- _Exercise description_
Exclude the pictures, then repeat the remaining data exactly.

--- Start Raw records ---

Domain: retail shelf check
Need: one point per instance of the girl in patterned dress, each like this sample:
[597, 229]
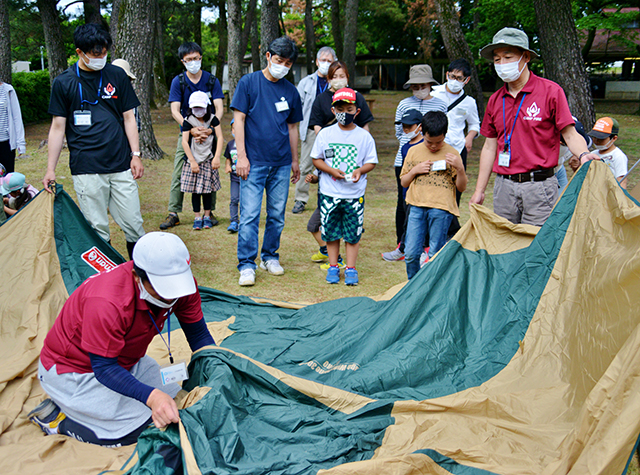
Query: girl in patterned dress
[200, 170]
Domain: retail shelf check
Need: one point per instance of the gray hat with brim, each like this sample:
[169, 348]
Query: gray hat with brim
[420, 74]
[508, 37]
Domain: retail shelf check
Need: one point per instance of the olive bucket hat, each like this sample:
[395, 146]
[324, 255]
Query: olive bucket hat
[508, 37]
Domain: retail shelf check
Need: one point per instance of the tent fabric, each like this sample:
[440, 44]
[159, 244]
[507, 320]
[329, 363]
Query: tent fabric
[516, 350]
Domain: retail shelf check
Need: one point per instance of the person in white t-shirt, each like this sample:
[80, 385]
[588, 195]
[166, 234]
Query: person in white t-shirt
[605, 133]
[344, 153]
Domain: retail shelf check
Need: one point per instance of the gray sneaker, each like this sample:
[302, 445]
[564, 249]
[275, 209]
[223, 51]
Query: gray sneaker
[393, 256]
[272, 266]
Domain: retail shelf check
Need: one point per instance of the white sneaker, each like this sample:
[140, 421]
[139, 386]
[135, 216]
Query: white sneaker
[272, 266]
[247, 277]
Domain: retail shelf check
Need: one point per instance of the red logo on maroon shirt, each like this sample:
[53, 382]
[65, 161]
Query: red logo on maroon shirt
[98, 260]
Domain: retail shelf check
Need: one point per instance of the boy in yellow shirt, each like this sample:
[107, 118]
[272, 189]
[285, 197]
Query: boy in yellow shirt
[432, 172]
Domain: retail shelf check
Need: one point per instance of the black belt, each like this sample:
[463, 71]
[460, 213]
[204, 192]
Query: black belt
[536, 175]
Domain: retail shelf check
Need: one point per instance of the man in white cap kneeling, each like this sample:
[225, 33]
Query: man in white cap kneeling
[104, 390]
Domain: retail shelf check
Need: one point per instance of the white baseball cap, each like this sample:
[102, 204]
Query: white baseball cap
[199, 99]
[166, 260]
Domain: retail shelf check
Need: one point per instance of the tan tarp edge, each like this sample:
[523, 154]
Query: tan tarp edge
[569, 401]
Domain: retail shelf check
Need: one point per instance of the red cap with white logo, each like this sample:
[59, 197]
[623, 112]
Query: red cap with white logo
[166, 260]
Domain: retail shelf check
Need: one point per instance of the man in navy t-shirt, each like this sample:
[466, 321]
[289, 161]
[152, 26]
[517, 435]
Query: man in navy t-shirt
[93, 103]
[182, 86]
[266, 111]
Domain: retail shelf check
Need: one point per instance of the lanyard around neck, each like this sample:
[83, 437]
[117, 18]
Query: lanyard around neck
[507, 138]
[168, 332]
[80, 88]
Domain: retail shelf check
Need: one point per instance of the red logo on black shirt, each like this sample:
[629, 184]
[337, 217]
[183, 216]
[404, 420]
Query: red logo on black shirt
[109, 92]
[98, 260]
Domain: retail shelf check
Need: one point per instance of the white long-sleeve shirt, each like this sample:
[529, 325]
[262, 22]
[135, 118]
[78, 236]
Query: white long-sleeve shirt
[465, 114]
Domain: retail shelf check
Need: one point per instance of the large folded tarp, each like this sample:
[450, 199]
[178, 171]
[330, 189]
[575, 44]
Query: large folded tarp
[516, 350]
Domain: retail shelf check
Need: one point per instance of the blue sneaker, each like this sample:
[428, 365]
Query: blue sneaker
[48, 416]
[351, 276]
[333, 275]
[233, 227]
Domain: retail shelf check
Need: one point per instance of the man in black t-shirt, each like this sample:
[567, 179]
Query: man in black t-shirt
[93, 104]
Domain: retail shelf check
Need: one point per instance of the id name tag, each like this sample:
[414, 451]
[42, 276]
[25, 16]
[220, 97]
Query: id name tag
[81, 118]
[282, 105]
[504, 158]
[174, 373]
[438, 165]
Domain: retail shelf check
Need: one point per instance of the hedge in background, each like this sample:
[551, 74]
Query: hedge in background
[33, 91]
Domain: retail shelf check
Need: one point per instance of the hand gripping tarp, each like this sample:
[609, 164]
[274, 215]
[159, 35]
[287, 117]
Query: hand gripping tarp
[514, 351]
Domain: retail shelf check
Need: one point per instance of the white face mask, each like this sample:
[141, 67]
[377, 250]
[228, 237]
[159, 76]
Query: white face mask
[454, 85]
[422, 94]
[144, 295]
[95, 64]
[509, 72]
[323, 67]
[193, 66]
[605, 146]
[199, 111]
[411, 135]
[278, 71]
[339, 83]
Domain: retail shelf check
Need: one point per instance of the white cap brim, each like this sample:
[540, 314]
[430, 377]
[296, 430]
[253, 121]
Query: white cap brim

--- End Raw records ---

- _Exercise answer_
Domain: retail shelf check
Need: one point per instance of the girl in patterned dress, each like this sample:
[597, 229]
Query: girl in patterned dress
[200, 170]
Domain: retail shelf check
Need: one point per instance of the gray hat with brim, each like this sample:
[169, 348]
Query: gray hat with brim
[420, 74]
[508, 37]
Domain: retail shelf check
Need: one point per instance of the olive bucket hat, each like this sample:
[395, 146]
[324, 255]
Query: olive bucket hat
[508, 37]
Domain: retail shelf check
Need: one point per instance of the tent fabric, each like this sample:
[440, 44]
[159, 244]
[507, 320]
[329, 363]
Query: tent fabric
[516, 350]
Domain: retail shelf check
Need: one point per instance of the person in white t-shirt, each like this sample:
[80, 385]
[588, 195]
[166, 234]
Query: person in white t-shirt
[605, 133]
[344, 153]
Domain: retail shelf check
Need: one point per instance of the gray sneaker, each like this sample:
[302, 445]
[564, 249]
[275, 209]
[223, 51]
Query: gray sneaker
[393, 256]
[272, 266]
Domain: retail shelf check
Need: one point per instance of the white sneaker, each like this sample:
[140, 421]
[139, 386]
[135, 216]
Query: white sneaker
[272, 266]
[247, 277]
Domain: retail shelf check
Need: one point per instance of the red logo on maroon shirt, each like this sample:
[53, 382]
[65, 161]
Query: red logo on maroon shirt
[98, 260]
Domain: retail shelf check
Need: one point per instance of the boy in yellow shirt, each like this sample:
[107, 118]
[272, 189]
[285, 197]
Query: boy in yellow shirt
[432, 172]
Domain: retail shelf check
Need: one point per instance of the black belt, each like this sample:
[463, 71]
[460, 213]
[204, 192]
Query: black belt
[536, 175]
Domain: retail shelf check
Need: one point per instance of the man in white cap kneeling, each like this sample:
[225, 33]
Query: man in white cap kneeling
[104, 390]
Domain: retail shelf check
Need: one point per instance of the white baseball cap, each like this sample:
[102, 204]
Query: white baseball cap
[199, 99]
[166, 260]
Domain: retail shelf check
Need: one point per instance of the tan tarp edge, each like this sample:
[523, 154]
Query: tan tarp edge
[569, 401]
Domain: retail shelf check
Need: one point per instance of the red cap with white logo, each like this sample:
[59, 197]
[623, 112]
Query: red cap with white logo
[166, 260]
Domain: retail shelf check
Need: one point per instance of the man in navy t-shirt, each like this sample:
[466, 321]
[289, 161]
[152, 26]
[517, 435]
Query: man in navy t-shirt
[93, 103]
[182, 86]
[266, 111]
Domain: retail shelf check
Need: one point per instance of the lanyard around neck, each like this sample:
[83, 437]
[117, 18]
Query: lanyard around neck
[507, 138]
[168, 332]
[80, 88]
Domain: retail shelf check
Need: one point per instance of the red logo on black shirt, each like this sample:
[629, 184]
[337, 217]
[183, 216]
[404, 420]
Query: red logo on black shirt
[109, 92]
[98, 260]
Domain: retail shelf check
Need: one point per instance of the white long-sleeve shirt, each like this sample:
[529, 325]
[262, 22]
[135, 118]
[78, 236]
Query: white long-sleeve shirt
[465, 114]
Domain: retail shelf check
Need: one point per instance of the large folded tarp, each like this sample:
[450, 199]
[178, 171]
[330, 189]
[575, 44]
Query: large folded tarp
[516, 350]
Domain: retail shelf check
Need: one point per instance of the blue sneaker, each like this sample:
[428, 365]
Query: blue sneaker
[48, 416]
[351, 276]
[333, 275]
[233, 227]
Domain: retail shelf check
Need: one point per instance of the man in black t-shirt, each like this sample:
[567, 179]
Query: man in black t-shirt
[93, 104]
Domain: retail shelf check
Need: one point per instance of the id name tag, each like this sample:
[414, 451]
[42, 276]
[25, 16]
[220, 97]
Query: id name tag
[81, 118]
[282, 105]
[504, 158]
[174, 373]
[438, 165]
Domain: retail shelf check
Need: one point per instance of the hedge in background, each like this sample:
[551, 74]
Query: hedge in background
[33, 91]
Domain: retail shelf check
Need: one point per instance of the hand gripping tarp, each like this sample:
[609, 164]
[274, 215]
[159, 35]
[287, 117]
Query: hand gripping tarp
[514, 351]
Domain: retail shelf check
Need: one point per instance of the white face mask, each like this sample:
[141, 67]
[377, 250]
[228, 237]
[159, 76]
Query: white face mask
[454, 85]
[422, 94]
[144, 295]
[95, 64]
[509, 72]
[323, 67]
[193, 66]
[605, 146]
[199, 111]
[411, 135]
[278, 71]
[339, 83]
Domain: retail shelf check
Need: one point per instance of the white cap brim, each like this sample:
[540, 314]
[430, 377]
[296, 430]
[253, 121]
Query: white cap brim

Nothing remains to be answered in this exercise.